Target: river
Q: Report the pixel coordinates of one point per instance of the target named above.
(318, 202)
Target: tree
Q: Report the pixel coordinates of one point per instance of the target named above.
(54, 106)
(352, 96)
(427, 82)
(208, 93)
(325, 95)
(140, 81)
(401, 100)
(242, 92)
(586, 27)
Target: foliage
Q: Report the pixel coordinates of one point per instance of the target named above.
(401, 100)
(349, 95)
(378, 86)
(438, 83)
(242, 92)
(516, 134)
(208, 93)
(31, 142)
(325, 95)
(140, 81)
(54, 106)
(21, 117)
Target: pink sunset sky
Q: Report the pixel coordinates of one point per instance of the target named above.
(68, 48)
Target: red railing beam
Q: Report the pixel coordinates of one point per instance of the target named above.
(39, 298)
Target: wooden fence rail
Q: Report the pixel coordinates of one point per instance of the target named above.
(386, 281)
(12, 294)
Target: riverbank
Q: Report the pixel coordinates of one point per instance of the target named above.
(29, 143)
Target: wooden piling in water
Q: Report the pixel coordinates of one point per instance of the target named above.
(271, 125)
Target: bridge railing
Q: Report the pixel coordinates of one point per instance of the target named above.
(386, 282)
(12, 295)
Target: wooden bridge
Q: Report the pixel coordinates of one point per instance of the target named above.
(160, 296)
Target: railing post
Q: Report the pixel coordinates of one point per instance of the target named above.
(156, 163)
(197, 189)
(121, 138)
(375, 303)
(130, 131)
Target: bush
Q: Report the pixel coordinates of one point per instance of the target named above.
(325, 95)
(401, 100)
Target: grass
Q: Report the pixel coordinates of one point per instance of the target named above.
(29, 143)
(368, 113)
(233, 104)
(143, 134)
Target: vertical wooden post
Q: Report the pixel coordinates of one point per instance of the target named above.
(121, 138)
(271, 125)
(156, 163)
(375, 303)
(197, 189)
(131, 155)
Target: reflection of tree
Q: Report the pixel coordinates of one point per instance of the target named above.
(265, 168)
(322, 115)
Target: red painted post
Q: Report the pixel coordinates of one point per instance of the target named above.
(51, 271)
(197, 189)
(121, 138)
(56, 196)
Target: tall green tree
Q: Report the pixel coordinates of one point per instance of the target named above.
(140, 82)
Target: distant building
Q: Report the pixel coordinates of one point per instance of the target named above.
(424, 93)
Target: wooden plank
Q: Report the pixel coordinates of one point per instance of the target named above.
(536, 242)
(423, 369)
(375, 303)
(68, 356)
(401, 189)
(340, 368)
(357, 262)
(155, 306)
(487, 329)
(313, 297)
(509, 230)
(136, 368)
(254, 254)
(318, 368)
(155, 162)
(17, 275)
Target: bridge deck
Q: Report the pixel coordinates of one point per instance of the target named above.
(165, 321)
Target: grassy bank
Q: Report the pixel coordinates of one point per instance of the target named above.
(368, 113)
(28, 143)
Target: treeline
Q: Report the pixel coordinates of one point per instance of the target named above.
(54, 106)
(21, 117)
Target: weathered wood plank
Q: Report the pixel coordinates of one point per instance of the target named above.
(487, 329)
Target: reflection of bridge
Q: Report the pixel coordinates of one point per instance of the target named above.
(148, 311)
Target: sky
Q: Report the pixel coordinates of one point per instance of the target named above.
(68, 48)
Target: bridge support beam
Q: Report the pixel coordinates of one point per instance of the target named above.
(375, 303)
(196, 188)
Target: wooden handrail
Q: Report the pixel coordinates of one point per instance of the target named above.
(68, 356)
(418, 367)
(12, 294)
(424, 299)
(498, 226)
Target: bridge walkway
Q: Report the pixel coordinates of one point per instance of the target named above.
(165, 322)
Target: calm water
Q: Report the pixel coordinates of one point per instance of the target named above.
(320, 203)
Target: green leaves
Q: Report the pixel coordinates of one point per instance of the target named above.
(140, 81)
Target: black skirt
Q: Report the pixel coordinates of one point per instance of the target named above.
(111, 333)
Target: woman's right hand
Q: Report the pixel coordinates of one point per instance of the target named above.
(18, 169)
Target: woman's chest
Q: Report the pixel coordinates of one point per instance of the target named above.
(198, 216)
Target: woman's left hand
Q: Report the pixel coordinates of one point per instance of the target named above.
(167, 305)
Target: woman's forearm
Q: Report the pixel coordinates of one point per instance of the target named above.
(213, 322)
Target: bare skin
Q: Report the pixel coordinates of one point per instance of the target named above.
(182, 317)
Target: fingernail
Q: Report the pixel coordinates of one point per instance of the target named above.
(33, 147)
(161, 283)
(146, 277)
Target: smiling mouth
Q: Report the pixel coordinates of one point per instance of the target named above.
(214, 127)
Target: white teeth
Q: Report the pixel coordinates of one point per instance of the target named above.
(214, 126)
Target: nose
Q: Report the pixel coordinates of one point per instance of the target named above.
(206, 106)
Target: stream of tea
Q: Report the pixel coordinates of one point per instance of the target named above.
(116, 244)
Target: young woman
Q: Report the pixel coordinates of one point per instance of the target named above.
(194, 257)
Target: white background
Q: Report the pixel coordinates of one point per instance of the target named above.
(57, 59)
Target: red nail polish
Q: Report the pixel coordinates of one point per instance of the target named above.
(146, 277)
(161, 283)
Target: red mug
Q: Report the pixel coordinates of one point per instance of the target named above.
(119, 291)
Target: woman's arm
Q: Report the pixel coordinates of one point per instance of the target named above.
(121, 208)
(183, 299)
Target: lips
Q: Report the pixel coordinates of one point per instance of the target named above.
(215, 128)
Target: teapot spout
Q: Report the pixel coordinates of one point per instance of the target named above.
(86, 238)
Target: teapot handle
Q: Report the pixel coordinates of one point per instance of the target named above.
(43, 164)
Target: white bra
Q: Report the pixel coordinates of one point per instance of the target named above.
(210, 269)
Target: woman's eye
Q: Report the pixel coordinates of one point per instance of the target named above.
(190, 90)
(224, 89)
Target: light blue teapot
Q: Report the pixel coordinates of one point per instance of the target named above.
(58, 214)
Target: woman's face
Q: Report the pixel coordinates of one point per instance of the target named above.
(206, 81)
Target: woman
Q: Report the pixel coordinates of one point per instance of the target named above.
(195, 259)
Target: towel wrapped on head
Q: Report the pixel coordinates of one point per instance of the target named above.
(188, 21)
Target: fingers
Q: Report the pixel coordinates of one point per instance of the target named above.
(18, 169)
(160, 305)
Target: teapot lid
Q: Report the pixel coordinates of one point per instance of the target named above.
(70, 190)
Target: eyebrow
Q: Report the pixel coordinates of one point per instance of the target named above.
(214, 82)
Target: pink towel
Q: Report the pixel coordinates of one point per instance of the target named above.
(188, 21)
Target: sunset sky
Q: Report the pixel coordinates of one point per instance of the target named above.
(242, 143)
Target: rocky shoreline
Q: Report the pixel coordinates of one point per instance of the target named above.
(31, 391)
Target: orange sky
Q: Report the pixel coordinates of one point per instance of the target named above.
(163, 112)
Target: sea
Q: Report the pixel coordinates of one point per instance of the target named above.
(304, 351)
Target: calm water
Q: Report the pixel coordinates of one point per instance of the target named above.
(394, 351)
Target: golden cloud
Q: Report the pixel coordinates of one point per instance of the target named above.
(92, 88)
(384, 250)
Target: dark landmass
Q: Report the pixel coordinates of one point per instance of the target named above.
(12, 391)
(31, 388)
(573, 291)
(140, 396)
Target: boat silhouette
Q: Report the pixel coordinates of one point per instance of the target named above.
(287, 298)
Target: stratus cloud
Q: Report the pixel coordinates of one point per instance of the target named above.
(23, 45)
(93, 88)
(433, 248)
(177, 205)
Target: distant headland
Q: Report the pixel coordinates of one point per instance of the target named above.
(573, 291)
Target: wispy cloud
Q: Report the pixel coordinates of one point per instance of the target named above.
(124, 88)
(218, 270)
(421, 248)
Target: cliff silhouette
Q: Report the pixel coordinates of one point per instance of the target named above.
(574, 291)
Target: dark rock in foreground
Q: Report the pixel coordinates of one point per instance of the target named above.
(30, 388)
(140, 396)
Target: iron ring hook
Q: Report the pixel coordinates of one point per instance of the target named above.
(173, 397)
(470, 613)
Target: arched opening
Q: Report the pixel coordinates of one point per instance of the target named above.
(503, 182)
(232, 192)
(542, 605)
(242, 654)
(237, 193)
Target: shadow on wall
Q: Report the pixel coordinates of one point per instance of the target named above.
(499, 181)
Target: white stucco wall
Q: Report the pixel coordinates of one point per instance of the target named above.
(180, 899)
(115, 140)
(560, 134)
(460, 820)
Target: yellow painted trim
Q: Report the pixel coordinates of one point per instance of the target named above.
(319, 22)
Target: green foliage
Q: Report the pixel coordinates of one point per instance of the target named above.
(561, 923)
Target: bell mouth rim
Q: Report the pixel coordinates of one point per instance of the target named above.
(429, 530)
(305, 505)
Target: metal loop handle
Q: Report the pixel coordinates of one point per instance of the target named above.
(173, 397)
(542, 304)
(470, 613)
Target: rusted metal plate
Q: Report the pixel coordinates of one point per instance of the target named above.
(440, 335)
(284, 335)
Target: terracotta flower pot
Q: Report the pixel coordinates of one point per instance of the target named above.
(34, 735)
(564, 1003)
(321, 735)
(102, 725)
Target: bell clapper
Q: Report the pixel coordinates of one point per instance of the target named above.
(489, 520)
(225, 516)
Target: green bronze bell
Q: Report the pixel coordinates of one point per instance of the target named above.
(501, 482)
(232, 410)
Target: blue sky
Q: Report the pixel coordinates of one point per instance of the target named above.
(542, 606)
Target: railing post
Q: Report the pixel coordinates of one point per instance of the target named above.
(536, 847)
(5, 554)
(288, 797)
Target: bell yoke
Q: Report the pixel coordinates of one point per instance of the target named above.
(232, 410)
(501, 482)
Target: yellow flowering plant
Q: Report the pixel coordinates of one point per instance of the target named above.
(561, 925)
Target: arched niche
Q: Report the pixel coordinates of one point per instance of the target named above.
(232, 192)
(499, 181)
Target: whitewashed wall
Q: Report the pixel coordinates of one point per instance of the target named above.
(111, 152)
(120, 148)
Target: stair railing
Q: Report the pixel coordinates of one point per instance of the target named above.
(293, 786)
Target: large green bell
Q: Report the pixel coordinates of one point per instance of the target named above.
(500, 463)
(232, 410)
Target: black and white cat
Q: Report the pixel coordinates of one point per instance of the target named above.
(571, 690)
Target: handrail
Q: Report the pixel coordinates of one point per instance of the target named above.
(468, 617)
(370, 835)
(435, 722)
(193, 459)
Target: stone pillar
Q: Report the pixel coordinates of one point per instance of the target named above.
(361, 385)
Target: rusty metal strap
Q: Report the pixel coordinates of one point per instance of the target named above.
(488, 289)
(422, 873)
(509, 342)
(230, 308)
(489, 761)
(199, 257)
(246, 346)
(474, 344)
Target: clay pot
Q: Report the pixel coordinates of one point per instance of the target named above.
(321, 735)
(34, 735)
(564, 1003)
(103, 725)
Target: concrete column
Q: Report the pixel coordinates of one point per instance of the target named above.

• **What you have to do**:
Copy out, word for word, every line of the entries from the line with "Target: black and white cat" to the last line of the entries, keeping both of those lines.

• **Exercise result**:
Target: black and white cat
Q: Report the pixel coordinates of one point per instance of the target named above.
(571, 690)
Target: handrail
Q: Report the pixel coordinates of one point per instance of the target named above.
(468, 617)
(370, 835)
(435, 722)
(193, 459)
Target: stone pillar
Q: Report the pixel coordinates of one point per instance of the target named above.
(361, 385)
Target: rusty metal strap
Q: Report the pixel coordinates of one point per instance of the target named above.
(488, 289)
(422, 873)
(509, 342)
(230, 308)
(489, 761)
(199, 257)
(246, 346)
(474, 344)
Target: clay pot
Q: Report the pixel coordinates of one point per instance of the target named above.
(321, 735)
(34, 735)
(564, 1003)
(103, 725)
Target: concrete column
Q: Report the pixel coordinates of one point per instance of the target named above.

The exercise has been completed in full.